TASK INSTRUCTIONS
Each line below has to be output exactly, from first to last.

______

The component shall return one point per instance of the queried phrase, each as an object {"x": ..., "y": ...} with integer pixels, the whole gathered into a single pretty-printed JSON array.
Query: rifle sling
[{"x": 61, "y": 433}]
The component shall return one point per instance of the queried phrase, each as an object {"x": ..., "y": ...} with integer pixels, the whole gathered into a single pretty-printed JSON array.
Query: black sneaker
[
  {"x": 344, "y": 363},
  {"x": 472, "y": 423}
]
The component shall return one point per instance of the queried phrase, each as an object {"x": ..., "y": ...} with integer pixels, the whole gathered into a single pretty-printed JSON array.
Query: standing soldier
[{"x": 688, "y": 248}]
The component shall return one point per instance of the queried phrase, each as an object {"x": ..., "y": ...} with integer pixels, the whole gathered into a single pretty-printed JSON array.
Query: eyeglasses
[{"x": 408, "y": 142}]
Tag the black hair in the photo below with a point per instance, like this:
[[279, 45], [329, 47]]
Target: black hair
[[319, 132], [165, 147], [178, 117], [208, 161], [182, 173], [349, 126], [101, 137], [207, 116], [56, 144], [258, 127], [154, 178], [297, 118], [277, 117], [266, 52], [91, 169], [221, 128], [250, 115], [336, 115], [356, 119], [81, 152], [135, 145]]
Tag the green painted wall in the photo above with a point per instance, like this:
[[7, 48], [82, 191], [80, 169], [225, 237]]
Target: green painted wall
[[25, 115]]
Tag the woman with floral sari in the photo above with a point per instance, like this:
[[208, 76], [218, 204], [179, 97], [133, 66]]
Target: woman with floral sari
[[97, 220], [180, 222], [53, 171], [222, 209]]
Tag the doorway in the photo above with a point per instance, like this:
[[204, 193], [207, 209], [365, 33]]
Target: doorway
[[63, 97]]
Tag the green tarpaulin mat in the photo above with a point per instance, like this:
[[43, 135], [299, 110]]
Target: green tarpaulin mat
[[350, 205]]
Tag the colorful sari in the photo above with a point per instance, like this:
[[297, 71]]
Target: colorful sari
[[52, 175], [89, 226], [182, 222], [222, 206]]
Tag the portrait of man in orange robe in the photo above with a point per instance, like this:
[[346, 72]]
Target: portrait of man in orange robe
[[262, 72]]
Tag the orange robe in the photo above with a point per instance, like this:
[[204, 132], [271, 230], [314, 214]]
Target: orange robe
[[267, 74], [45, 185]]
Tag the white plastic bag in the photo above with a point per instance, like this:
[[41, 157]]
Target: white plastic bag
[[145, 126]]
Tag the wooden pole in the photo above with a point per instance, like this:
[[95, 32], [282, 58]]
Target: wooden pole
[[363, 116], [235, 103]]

______

OUTPUT BELOW
The component shall return one point per instance of the queried phrase, each as an object {"x": ..., "y": ...} with integer pixels, the whole gathered into a single pretty-printed JSON array.
Query: rifle sling
[{"x": 61, "y": 433}]
The component shall return one point per instance of the queried phrase, each as an object {"x": ..., "y": ...} with integer pixels, the whole gathered into a single pretty-printed JSON array.
Query: black sneaker
[
  {"x": 344, "y": 363},
  {"x": 472, "y": 423}
]
The component shall return one point per instance of the queried phrase, each as an object {"x": ..., "y": ...} with integer pixels, the whole gathered into a single pretty-printed JSON array.
Query: standing soldier
[{"x": 688, "y": 248}]
The component shall return one point per instance of the queried phrase, each as an object {"x": ..., "y": ...} with integer pixels, the whole gathered into a single pretty-printed JSON array.
Query: eyeglasses
[{"x": 408, "y": 142}]
Tag the black hair in the photo below with a point per instance, like this:
[[279, 45], [329, 47]]
Target: black hair
[[319, 132], [165, 147], [178, 117], [208, 161], [182, 173], [349, 126], [101, 137], [207, 116], [56, 144], [258, 127], [154, 178], [297, 118], [277, 117], [266, 52], [91, 169], [221, 128], [250, 115], [336, 115], [356, 119], [81, 152], [135, 145]]
Tag the green painted wall in the photo above with a point per instance, like this:
[[7, 48], [82, 191], [80, 169], [225, 237]]
Target: green painted wall
[[25, 115]]
Tag the woman with floral sari in the photo above with a point per instance, like this:
[[208, 76], [218, 204], [179, 97], [133, 66]]
Target: woman with floral sari
[[97, 220], [180, 222], [53, 171], [222, 209]]
Tag the doorway in the photo above with a point per instance, like this:
[[204, 193], [207, 209], [365, 33]]
Target: doorway
[[63, 97]]
Tag the green tarpaulin mat in the photo above with a point per instance, like this:
[[43, 135], [299, 110]]
Target: green tarpaulin mat
[[350, 205]]
Tag the colorful sari in the photo above with a point per instance, like this:
[[297, 71]]
Target: colorful sari
[[52, 175], [89, 226], [182, 222], [222, 206]]
Tag the portrait of man in orange robe in the photo above with a point per instance, like this:
[[346, 72]]
Target: portrait of man in orange robe
[[262, 72]]
Tag the orange robe in the photo above with a point per instance, like this:
[[204, 132], [271, 230], [314, 214]]
Target: orange robe
[[267, 74], [45, 185]]
Tag the white plastic bag in the photo above with a point per instance, like this:
[[41, 157]]
Target: white plastic bag
[[145, 126]]
Tag the wooden pole in the photo above with a point per instance, like this:
[[95, 32], [282, 58]]
Target: wooden pole
[[363, 116], [235, 103]]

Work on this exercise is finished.